* TO DO *
A. According to the article on how Macon residents stay fit, who sponsors Yoga in the Park?
B. Name every fitness program, event, or organization that the article on Macon residents' fitness mentions by name.
C. Pick up the article on how Macon residents stay fit after its last sentence and keep it going.

* PAGE TEXT *
[Start of section]

How do Macon Residents Stay Fit?


MACON, Ga. — Fitness is an important aspect of everyday life, and members of our community wanted to know: how do the residents of Macon like to stay fit?

Macon-Bibb County ranks 146 out of 159 counties in Georgia based on health status, according to

Various programs are offered in Macon’s Tattnall Square Park to help keep residents fit.

Charise Stephens, founder of the Middle Georgia Wellness and Fitness Festival, said she believes in bringing awareness to health in Middle Georgia.

“We have free yoga at the park,” Stephens said. “They are the most consistent group, they get out at 9 am and have their yoga.”

Yoga in the Park is sponsored by Hometown Yoga of Macon. The class is held every Saturday morning in the park, warm weather permitting.

“I think it’s good because people of all ages can practice, and all body types,” coordinator Gwen Wilson said. “It’s a very good opportunity for the people of Macon.”

However, the fitness community of Macon understands that yoga isn’t ideal for everyone — especially for parents with young children, which is why several walking groups exist.

“We have one (walking group) called iStroll,” Stephens said. It’s moms with their kids in their strollers and they are a support system to each other.”

Started in the summer of 2016, iStroll is a fitness class designed specifically for new parents. Classes are offered several times a week in Tattnall Square Park and Amerson River Park, and the first class is free for newcomers.

Yoga in the Park and iStroll aren’t the only options offered in Tattnall Square Park.

[End of section]

* EXCERPTED RECORDS *
[Start of section]

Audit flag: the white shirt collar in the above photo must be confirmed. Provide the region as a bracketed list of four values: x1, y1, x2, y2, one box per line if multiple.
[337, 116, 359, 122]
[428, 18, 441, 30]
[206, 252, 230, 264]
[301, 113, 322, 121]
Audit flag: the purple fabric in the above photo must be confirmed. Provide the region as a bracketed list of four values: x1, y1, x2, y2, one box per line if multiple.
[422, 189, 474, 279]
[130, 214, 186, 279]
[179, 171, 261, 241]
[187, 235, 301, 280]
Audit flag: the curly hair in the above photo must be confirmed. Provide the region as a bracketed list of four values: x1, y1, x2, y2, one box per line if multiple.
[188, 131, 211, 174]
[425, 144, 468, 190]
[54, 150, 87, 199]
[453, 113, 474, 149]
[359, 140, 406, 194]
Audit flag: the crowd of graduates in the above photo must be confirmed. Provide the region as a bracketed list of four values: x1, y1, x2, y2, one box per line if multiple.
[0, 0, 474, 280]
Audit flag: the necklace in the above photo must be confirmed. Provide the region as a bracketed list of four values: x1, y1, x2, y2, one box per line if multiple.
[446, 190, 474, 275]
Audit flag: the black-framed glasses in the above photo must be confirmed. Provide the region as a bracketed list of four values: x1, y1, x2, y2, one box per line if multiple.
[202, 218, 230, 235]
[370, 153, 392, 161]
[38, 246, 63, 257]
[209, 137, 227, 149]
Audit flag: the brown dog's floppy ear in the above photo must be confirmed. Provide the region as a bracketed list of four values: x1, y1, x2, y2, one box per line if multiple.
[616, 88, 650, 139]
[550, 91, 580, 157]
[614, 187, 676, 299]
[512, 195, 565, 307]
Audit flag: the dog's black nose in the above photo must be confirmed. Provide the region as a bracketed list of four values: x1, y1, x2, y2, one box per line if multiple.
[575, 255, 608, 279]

[End of section]

* ANSWERS PER TASK *
A. Hometown Yoga of Macon.

B. Middle Georgia Wellness and Fitness Festival, Yoga in the Park, Hometown Yoga of Macon, iStroll

C.
“The world is available for a walk almost any time,” Wilson said. “There are also zumba classes here, and soccer games being held.”

Stephens created the festival in 2012 to bring awareness to fitness in the area, while providing events for people of the community to participate in.

“We are a city in the park,” she said. “Our parks should be filled on a daily basis, but because our people are so unhealthy sometimes, they are not out enjoying what all this beautiful city has to offer them.”

Stephens thinks a factor in Macon’s low health rates is poor food choices.

“60 percent of our restaurants are fast food,” she said. “Food is a major component of why we have so many people on dialysis, and with diabetes and heart disease.”

Overall, Stephens thinks a healthy community is a happy one, and encourages those wanting to get involved to start out slowly.

“Health and wellness is something that affects everyone. As a community, we would all be better served if everyone was a little more active,” she said. “Take simple steps to make a big difference.”